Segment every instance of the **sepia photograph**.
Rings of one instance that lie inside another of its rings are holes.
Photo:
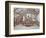
[[[5,36],[45,34],[45,4],[34,2],[5,2]]]

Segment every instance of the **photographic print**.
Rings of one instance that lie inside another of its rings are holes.
[[[39,13],[37,8],[14,8],[14,29],[39,29]]]
[[[45,5],[34,2],[5,2],[5,36],[45,34]]]

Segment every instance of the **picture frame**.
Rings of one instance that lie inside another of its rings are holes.
[[[45,3],[5,1],[6,37],[44,34]]]

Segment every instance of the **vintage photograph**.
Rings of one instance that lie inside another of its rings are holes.
[[[45,34],[45,4],[5,2],[5,36]]]
[[[39,29],[40,9],[38,8],[14,8],[14,29],[29,30]]]

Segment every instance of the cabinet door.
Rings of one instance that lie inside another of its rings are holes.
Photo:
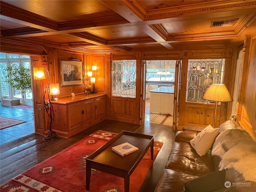
[[[104,115],[106,112],[105,97],[99,97],[95,99],[96,117]]]
[[[68,105],[68,121],[69,130],[82,125],[82,109],[80,103]]]
[[[86,122],[93,119],[95,117],[94,100],[90,99],[84,102],[84,121]]]

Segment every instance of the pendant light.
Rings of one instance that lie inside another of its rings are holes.
[[[164,70],[164,65],[165,65],[165,61],[164,61],[164,71],[163,71],[163,75],[167,75],[167,73],[166,73],[166,72],[165,71],[165,70]]]
[[[161,70],[161,62],[160,62],[160,68],[159,70],[156,72],[156,74],[160,75],[163,74],[163,72]]]
[[[170,75],[171,72],[169,71],[169,61],[168,62],[168,64],[167,64],[167,71],[166,71],[166,74],[168,75]]]

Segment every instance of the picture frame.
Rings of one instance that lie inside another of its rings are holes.
[[[84,84],[84,62],[60,60],[62,87]]]

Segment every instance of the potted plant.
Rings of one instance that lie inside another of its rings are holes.
[[[12,87],[21,90],[22,102],[24,103],[23,94],[32,91],[30,69],[12,64],[10,66],[7,67],[6,70],[8,72],[6,76],[6,82]]]

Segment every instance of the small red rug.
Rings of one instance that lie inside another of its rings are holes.
[[[85,158],[117,134],[98,130],[0,186],[1,192],[123,192],[124,180],[92,170],[90,190],[86,188]],[[53,143],[53,144],[54,144]],[[130,191],[138,192],[163,143],[154,141],[130,177]]]
[[[30,105],[16,105],[15,106],[12,106],[11,107],[14,108],[18,108],[19,109],[33,109],[33,106],[30,106]]]
[[[0,130],[26,122],[26,121],[18,119],[0,117]]]

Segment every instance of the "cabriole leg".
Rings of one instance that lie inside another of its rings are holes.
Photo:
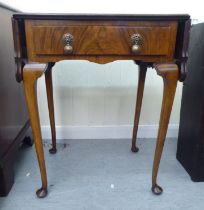
[[[26,103],[42,180],[42,187],[36,191],[39,198],[44,198],[47,195],[47,175],[38,113],[36,82],[37,79],[45,72],[46,68],[47,65],[45,64],[27,64],[23,68],[23,84]]]
[[[139,151],[139,148],[136,146],[136,139],[137,139],[137,131],[138,131],[138,124],[139,124],[139,119],[140,119],[141,106],[142,106],[145,78],[146,78],[146,72],[147,72],[147,64],[140,63],[138,72],[139,74],[138,74],[137,99],[136,99],[135,118],[134,118],[134,125],[133,125],[133,134],[132,134],[132,147],[131,147],[132,152]]]
[[[160,195],[163,192],[163,189],[157,184],[157,174],[174,101],[179,71],[176,64],[158,64],[155,68],[157,74],[160,75],[164,81],[162,109],[152,170],[152,192],[156,195]]]
[[[50,63],[48,66],[48,69],[45,72],[47,103],[48,103],[50,127],[51,127],[51,133],[52,133],[52,148],[49,150],[51,154],[55,154],[57,152],[55,114],[54,114],[54,102],[53,102],[53,86],[52,86],[52,66],[53,65],[54,65],[53,63]]]

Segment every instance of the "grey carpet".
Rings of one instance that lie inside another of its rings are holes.
[[[130,140],[66,140],[50,155],[45,143],[49,194],[35,196],[40,175],[33,148],[21,149],[15,184],[1,210],[202,210],[204,183],[192,182],[175,158],[176,140],[168,139],[158,183],[164,193],[151,193],[155,140],[140,139],[139,153]]]

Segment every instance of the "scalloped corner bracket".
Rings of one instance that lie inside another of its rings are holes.
[[[22,59],[15,58],[15,66],[16,66],[15,76],[16,76],[16,81],[19,83],[23,80],[22,70],[23,70],[24,65],[25,65],[25,62]]]

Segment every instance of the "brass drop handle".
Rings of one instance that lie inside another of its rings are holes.
[[[74,41],[74,37],[73,35],[66,33],[63,35],[62,37],[62,41],[64,43],[64,52],[66,54],[71,54],[73,52],[73,41]]]
[[[133,34],[131,36],[132,52],[139,53],[142,50],[142,36],[140,34]]]

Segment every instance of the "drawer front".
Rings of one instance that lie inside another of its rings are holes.
[[[25,26],[28,54],[34,56],[171,56],[177,32],[176,22],[27,20]],[[70,54],[64,51],[64,34],[73,36]],[[132,51],[134,34],[140,37],[137,52]]]

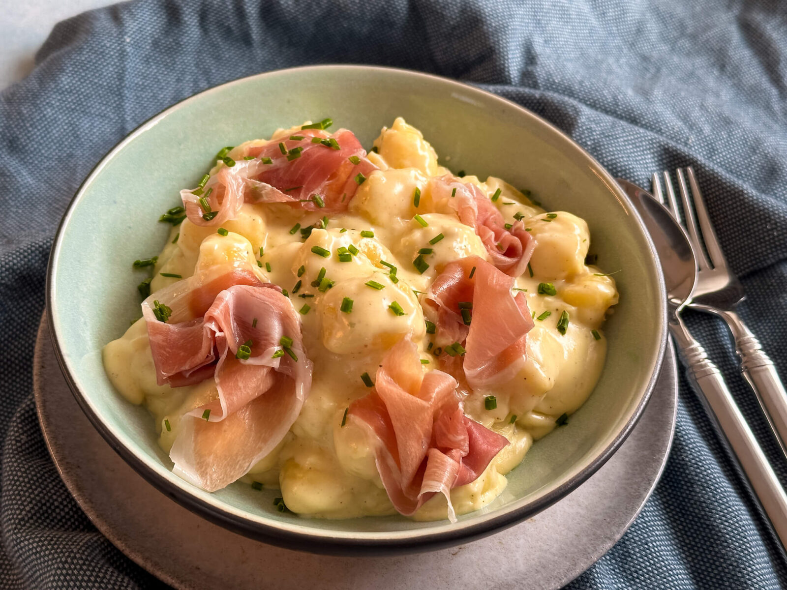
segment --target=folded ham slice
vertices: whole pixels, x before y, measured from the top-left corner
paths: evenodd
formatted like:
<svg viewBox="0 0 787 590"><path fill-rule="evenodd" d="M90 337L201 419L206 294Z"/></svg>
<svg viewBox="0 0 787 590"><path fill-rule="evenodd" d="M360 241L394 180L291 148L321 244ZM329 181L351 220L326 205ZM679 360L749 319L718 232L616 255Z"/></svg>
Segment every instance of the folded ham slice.
<svg viewBox="0 0 787 590"><path fill-rule="evenodd" d="M512 293L514 285L512 277L482 258L468 256L449 263L424 298L424 311L435 320L438 344L464 342L467 351L464 356L441 355L443 366L461 380L451 371L461 360L464 378L474 389L505 383L525 363L533 318L524 293ZM460 302L472 304L470 326L462 318Z"/></svg>
<svg viewBox="0 0 787 590"><path fill-rule="evenodd" d="M478 186L450 175L432 179L430 190L435 202L446 201L460 221L475 229L493 264L512 277L525 271L535 241L525 231L522 221L515 222L511 230L505 229L503 215Z"/></svg>
<svg viewBox="0 0 787 590"><path fill-rule="evenodd" d="M156 317L156 301L172 310L168 321ZM300 316L280 288L238 268L175 283L142 308L159 383L212 376L218 390L217 399L181 419L170 452L174 470L209 492L224 488L282 441L309 395L312 363ZM292 339L292 356L273 358L283 336ZM249 357L238 358L249 341Z"/></svg>
<svg viewBox="0 0 787 590"><path fill-rule="evenodd" d="M401 514L416 512L435 493L478 478L508 444L463 411L456 382L446 373L423 374L416 345L403 339L377 370L375 390L350 404L347 415L377 441L376 465L382 485Z"/></svg>
<svg viewBox="0 0 787 590"><path fill-rule="evenodd" d="M285 138L249 148L248 155L254 157L253 160L222 167L201 190L181 190L189 219L199 226L220 226L235 219L244 202L289 203L324 215L336 213L347 208L362 177L377 170L367 159L357 138L346 129L332 135L320 129L305 129L290 137L302 138ZM288 153L283 153L279 145ZM301 151L293 157L289 152L296 149ZM270 164L265 164L268 161ZM195 190L199 194L194 194ZM203 216L205 211L200 205L201 197L216 212L212 219Z"/></svg>

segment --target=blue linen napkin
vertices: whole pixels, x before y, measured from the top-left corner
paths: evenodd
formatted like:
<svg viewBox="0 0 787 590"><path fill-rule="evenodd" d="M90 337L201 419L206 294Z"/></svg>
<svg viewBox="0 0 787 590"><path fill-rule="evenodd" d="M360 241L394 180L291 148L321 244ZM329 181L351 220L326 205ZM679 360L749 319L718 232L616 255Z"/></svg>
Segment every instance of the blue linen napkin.
<svg viewBox="0 0 787 590"><path fill-rule="evenodd" d="M116 142L241 76L314 63L420 69L518 102L643 186L653 171L693 165L746 288L741 313L787 377L787 5L778 0L150 0L61 23L36 61L0 93L2 588L161 584L95 530L47 454L31 396L44 271L66 205ZM724 326L687 323L787 481ZM663 478L569 588L787 587L763 523L682 380Z"/></svg>

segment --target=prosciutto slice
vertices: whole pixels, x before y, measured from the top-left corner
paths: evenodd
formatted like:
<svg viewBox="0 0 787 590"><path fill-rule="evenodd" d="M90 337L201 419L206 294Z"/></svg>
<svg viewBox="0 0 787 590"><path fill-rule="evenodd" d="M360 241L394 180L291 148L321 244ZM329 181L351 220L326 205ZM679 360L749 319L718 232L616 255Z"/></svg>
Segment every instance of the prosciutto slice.
<svg viewBox="0 0 787 590"><path fill-rule="evenodd" d="M430 182L433 199L447 201L459 220L475 229L492 264L512 277L525 271L535 241L525 231L522 221L515 222L511 230L505 229L503 215L475 184L461 183L450 175Z"/></svg>
<svg viewBox="0 0 787 590"><path fill-rule="evenodd" d="M299 315L279 287L242 269L202 278L158 291L142 308L160 384L216 379L218 398L183 416L170 452L176 473L213 492L246 474L282 441L309 395L312 363ZM153 298L172 308L167 322L155 317ZM190 314L196 316L187 319ZM182 321L172 321L178 317ZM283 336L292 339L289 349L297 360L289 354L273 358ZM249 341L249 358L237 358Z"/></svg>
<svg viewBox="0 0 787 590"><path fill-rule="evenodd" d="M199 226L220 226L235 219L244 202L289 203L306 211L337 213L347 208L355 194L361 179L358 175L368 177L377 170L367 159L357 138L346 129L332 135L320 129L305 129L290 137L302 138L272 141L249 148L248 155L254 157L253 160L222 167L201 190L181 190L189 219ZM333 143L326 146L312 139ZM302 151L297 157L288 159L289 154L282 153L279 144L288 153L294 149ZM351 157L357 158L357 164ZM212 219L203 217L205 212L200 205L201 197L216 212Z"/></svg>
<svg viewBox="0 0 787 590"><path fill-rule="evenodd" d="M447 357L446 367L461 360L474 389L509 381L525 363L526 336L534 323L524 293L512 293L514 285L512 277L482 258L468 256L449 264L427 293L424 308L435 319L438 343L465 343L464 356ZM469 326L460 302L472 304Z"/></svg>
<svg viewBox="0 0 787 590"><path fill-rule="evenodd" d="M377 370L375 390L350 404L348 419L378 441L377 470L401 514L416 512L435 493L478 478L508 439L464 415L456 381L446 373L423 374L416 345L403 339Z"/></svg>

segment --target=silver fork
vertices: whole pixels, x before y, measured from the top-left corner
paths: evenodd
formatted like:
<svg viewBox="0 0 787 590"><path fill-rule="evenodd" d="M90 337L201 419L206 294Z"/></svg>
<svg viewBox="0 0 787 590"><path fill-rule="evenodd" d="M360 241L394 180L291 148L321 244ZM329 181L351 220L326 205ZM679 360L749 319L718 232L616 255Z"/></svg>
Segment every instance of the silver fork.
<svg viewBox="0 0 787 590"><path fill-rule="evenodd" d="M787 457L787 393L779 380L774 362L763 351L759 341L735 312L736 306L745 297L743 286L730 270L719 245L694 171L689 166L685 169L685 175L682 168L678 168L675 171L685 219L681 219L675 191L672 188L672 182L667 171L663 172L664 186L667 187L666 199L657 174L654 174L652 179L653 194L667 205L689 233L697 261L696 286L689 305L693 309L718 315L727 323L735 339L735 352L741 359L741 371L757 396L757 400L781 447L781 452ZM691 186L691 202L689 187L686 186L686 175ZM692 202L693 208L696 210L696 219L694 218ZM703 242L708 256L703 250Z"/></svg>

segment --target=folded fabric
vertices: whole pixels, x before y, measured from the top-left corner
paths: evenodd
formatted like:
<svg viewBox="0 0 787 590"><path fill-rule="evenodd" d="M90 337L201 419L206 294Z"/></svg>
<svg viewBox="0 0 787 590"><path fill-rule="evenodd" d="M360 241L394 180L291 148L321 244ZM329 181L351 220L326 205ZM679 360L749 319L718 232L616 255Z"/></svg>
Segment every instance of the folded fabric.
<svg viewBox="0 0 787 590"><path fill-rule="evenodd" d="M693 165L746 289L741 315L787 377L787 4L146 0L102 9L58 24L30 76L0 92L0 586L157 584L68 496L35 419L45 268L79 183L135 127L196 92L272 69L360 61L478 84L641 184L654 171ZM686 320L787 481L724 327ZM672 454L653 496L570 587L778 588L787 587L785 564L682 380Z"/></svg>

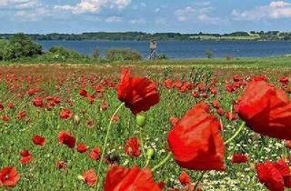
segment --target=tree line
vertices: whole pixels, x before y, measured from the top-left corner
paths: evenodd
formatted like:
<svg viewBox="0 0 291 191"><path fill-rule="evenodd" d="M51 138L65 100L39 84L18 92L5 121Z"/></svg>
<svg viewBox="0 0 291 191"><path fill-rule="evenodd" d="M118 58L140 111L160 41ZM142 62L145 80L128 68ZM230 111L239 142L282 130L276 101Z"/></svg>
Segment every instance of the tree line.
<svg viewBox="0 0 291 191"><path fill-rule="evenodd" d="M15 34L0 34L0 38L10 39ZM156 40L203 40L200 36L253 36L257 35L256 40L291 40L291 33L282 33L279 31L251 31L247 32L234 32L229 34L180 34L180 33L143 33L143 32L124 32L124 33L82 33L82 34L27 34L33 40L135 40L147 41L150 39ZM247 39L247 38L246 38ZM251 38L250 38L251 39Z"/></svg>

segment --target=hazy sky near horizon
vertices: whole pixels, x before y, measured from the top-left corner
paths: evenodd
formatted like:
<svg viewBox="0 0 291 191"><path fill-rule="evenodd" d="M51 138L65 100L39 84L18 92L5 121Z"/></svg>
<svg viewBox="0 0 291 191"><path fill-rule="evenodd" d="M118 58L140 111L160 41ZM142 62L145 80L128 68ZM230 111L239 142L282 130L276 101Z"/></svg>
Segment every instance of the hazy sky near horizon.
<svg viewBox="0 0 291 191"><path fill-rule="evenodd" d="M290 31L291 0L0 0L0 33Z"/></svg>

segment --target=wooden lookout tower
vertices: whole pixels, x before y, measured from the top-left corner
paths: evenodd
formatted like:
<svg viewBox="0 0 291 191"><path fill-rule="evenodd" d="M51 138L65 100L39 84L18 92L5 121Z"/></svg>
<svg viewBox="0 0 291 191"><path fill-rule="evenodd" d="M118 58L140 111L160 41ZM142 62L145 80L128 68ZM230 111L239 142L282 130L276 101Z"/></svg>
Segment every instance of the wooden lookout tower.
<svg viewBox="0 0 291 191"><path fill-rule="evenodd" d="M157 42L156 40L151 40L149 42L150 55L147 59L153 60L156 58L157 56L156 47L157 47Z"/></svg>

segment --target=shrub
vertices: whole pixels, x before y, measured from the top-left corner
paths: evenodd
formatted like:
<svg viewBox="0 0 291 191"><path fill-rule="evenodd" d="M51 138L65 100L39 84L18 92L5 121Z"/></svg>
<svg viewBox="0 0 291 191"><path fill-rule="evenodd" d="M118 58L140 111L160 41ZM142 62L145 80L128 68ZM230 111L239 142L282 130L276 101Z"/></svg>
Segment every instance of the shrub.
<svg viewBox="0 0 291 191"><path fill-rule="evenodd" d="M136 61L142 58L138 52L131 49L109 49L105 52L105 59L109 61Z"/></svg>
<svg viewBox="0 0 291 191"><path fill-rule="evenodd" d="M33 57L42 54L42 46L24 34L16 34L9 39L5 56L7 60Z"/></svg>

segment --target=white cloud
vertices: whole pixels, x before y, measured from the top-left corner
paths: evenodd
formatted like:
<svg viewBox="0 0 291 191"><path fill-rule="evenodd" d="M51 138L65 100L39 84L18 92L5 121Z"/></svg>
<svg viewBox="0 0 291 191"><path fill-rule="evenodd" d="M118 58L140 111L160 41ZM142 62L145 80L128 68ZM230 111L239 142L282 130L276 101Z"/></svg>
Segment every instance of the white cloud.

Exercise objective: Rewrite the part of the entries that opens with the line containing "Segment every instance of the **picture" and closes with the line containing "[[[84,84],[84,62],[60,60],[62,87]]]", keeping every text line and raising each outline point coordinate by 97. Leave the pictures out.

Finished answer:
Segment every instance of the **picture frame**.
Rings of one instance that lie inside another of its rings are holes.
[[[142,100],[102,98],[103,134],[141,131]]]

Segment every instance of the **vintage photograph**.
Rings of one instance that lie inside another of its rings are holes.
[[[142,131],[142,101],[102,99],[102,133]]]
[[[136,126],[137,106],[135,105],[111,105],[111,126],[126,127]]]

Segment every instance of the cabinet door.
Rings of one instance that lie inside another of its rings are holes.
Photo:
[[[201,212],[203,209],[202,194],[196,194],[192,196],[193,214]]]
[[[165,202],[165,218],[166,227],[179,222],[179,206],[177,200]]]
[[[183,219],[190,216],[192,214],[191,197],[187,196],[181,199],[181,218]]]

Segment every instance of the pendant light.
Rings of one instance that lie inside another of its rings are holes.
[[[261,167],[261,162],[262,162],[262,158],[261,158],[261,168],[260,168],[260,172],[264,172],[264,170],[263,170],[263,169],[262,168],[262,167]]]
[[[258,167],[258,159],[257,159],[257,165],[256,167],[253,169],[253,171],[257,172],[260,171],[260,169]]]
[[[267,172],[268,169],[266,168],[266,158],[265,159],[265,161],[264,161],[264,168],[263,168],[263,171],[265,172]]]

Segment every instance of the picture frame.
Rings of one instance that lie inside another of its rings are holes.
[[[181,181],[181,159],[157,157],[159,184]]]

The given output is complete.